— Begin Stored data —

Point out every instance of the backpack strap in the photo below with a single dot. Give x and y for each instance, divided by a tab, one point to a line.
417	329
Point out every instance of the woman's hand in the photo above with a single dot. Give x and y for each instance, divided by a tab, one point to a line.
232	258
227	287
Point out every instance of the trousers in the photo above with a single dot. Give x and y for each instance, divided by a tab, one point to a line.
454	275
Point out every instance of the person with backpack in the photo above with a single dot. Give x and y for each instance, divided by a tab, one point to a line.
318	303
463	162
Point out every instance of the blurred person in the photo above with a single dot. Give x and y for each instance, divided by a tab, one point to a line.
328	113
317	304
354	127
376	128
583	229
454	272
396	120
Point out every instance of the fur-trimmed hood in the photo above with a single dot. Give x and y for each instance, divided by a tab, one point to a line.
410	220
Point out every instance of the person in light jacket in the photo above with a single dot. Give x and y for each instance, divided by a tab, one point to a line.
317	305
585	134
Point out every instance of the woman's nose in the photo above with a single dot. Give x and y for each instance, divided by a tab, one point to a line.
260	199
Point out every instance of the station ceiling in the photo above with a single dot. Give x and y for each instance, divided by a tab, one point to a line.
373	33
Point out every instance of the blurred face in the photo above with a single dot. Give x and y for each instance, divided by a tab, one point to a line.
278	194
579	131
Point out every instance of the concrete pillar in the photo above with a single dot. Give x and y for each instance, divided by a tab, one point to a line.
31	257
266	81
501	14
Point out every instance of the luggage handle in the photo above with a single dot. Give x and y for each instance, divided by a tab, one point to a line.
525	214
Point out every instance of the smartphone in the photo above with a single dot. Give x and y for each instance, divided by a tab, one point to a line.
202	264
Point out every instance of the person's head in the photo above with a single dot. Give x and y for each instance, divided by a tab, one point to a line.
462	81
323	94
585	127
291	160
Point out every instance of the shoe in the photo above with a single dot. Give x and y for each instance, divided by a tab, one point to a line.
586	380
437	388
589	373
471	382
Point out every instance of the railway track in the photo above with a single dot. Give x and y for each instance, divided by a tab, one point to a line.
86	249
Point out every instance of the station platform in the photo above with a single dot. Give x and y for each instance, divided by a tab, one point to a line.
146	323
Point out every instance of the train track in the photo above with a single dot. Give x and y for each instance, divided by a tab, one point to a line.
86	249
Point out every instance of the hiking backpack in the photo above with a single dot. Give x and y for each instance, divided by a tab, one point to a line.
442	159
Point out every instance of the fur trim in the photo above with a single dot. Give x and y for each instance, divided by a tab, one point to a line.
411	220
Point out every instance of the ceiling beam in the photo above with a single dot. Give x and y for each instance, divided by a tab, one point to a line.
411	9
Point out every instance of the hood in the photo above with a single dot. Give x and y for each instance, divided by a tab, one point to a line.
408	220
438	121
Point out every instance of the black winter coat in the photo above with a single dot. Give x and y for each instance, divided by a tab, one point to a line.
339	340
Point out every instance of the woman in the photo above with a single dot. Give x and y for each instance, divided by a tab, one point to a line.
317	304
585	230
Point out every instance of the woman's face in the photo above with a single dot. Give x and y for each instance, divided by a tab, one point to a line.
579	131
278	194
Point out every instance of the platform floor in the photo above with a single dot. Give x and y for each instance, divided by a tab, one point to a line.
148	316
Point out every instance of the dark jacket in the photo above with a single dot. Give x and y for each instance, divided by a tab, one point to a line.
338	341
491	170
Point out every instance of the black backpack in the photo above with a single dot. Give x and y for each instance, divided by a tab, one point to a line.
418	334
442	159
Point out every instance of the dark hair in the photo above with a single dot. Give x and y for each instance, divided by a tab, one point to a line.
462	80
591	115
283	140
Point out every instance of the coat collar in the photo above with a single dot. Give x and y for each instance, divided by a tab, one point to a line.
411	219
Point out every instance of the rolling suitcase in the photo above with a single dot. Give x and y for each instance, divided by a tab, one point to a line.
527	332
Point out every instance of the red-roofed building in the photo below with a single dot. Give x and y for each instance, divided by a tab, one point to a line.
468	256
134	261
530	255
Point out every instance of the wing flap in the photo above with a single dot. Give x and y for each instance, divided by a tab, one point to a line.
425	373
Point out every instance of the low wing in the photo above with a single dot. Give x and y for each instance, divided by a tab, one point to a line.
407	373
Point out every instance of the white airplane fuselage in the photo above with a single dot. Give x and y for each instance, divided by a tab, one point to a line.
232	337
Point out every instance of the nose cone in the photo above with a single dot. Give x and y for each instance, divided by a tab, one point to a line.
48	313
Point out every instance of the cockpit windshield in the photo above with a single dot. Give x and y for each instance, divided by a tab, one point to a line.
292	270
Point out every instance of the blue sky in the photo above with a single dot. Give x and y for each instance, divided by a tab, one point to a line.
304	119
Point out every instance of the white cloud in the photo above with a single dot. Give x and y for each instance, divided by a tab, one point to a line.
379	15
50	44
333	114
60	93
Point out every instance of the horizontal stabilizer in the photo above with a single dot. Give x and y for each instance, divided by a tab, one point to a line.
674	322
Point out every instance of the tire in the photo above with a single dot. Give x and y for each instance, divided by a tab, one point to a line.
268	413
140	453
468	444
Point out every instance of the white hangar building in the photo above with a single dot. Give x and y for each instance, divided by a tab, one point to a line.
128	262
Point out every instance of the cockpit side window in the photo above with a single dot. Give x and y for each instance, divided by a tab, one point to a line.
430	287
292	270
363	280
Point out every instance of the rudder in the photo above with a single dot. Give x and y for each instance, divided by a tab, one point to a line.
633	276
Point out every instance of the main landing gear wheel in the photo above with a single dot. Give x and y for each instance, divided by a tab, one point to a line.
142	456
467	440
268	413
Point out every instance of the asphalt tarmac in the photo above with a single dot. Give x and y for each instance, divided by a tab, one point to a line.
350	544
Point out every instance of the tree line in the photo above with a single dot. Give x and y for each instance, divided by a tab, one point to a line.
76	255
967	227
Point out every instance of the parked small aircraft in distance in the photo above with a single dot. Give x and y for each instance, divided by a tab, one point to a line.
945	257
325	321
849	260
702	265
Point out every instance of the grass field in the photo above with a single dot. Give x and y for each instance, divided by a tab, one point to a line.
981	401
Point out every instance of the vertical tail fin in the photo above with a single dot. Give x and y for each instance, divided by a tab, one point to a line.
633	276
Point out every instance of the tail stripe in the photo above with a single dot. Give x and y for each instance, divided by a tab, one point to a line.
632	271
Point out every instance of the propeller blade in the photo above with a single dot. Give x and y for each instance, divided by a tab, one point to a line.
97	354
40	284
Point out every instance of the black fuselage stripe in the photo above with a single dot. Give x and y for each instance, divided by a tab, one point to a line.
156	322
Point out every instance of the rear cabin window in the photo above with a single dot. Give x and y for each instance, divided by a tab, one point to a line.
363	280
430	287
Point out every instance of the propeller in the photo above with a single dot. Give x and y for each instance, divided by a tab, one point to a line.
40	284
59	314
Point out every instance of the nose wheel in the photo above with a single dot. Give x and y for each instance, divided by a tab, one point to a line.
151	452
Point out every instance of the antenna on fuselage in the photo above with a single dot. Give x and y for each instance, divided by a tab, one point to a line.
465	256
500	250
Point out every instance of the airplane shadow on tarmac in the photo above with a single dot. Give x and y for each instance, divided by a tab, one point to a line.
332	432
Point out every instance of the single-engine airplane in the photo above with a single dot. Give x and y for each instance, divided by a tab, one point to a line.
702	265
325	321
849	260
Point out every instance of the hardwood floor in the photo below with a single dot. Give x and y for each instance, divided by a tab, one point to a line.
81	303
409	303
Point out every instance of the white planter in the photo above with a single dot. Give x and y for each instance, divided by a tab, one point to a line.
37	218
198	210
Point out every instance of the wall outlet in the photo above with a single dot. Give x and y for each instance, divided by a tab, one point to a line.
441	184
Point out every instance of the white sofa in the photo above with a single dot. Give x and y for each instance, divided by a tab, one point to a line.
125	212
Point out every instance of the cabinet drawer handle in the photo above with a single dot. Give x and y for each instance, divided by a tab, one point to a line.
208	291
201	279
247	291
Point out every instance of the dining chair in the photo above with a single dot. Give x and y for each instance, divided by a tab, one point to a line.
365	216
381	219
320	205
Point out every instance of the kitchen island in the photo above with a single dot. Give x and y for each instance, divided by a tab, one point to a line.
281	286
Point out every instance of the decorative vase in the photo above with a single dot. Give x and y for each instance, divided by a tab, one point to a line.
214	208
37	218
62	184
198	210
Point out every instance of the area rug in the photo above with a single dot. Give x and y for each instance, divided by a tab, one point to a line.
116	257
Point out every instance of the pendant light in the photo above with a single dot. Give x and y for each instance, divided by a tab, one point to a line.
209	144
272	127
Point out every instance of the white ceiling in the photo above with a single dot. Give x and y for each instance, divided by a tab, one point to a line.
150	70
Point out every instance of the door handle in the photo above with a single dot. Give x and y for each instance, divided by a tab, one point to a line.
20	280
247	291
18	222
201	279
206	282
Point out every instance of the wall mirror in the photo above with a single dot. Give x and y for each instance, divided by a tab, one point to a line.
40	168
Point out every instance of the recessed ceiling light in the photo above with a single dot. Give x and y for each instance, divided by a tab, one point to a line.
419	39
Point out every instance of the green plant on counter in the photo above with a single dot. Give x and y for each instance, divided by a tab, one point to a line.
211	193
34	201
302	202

— End Stored data —

Objective
Repeat exactly the lines from the line containing "Point out every instance of the area" through the last line of the records above, including both, and nothing else.

Exercise output
Point out every instance of the area rug in the photo above with a single dot. Give x and y for each instance, divided by a tab, one point to a line.
116	257
Point out every instance of the pendant light in the photo above with a single dot. Give x and y for each instance, divided by a tab, one point to a line.
209	144
272	127
Point out every instance of the white ceiling in the photo above with a single dot. Give x and y for each instance, divided by a tab, one point to a line.
150	70
Point out every instance of the door handle in the photo above with a single dot. Give x and y for each instance, divided by a tab, one point to a line.
20	280
247	291
18	222
201	279
206	282
Point out every instance of the wall mirror in the photo above with a single dot. Give x and y for each instance, divided by a tab, one point to a line.
40	168
Point out every instance of the recessed ceiling light in the photo above with a single dot. Give x and y for each instance, divided by a tab, one point to a line.
419	39
Point out every instance of the green plant on counter in the photo above with a single dot. Give x and y for each instance, divided by a tab, one point to a line.
211	193
34	201
302	202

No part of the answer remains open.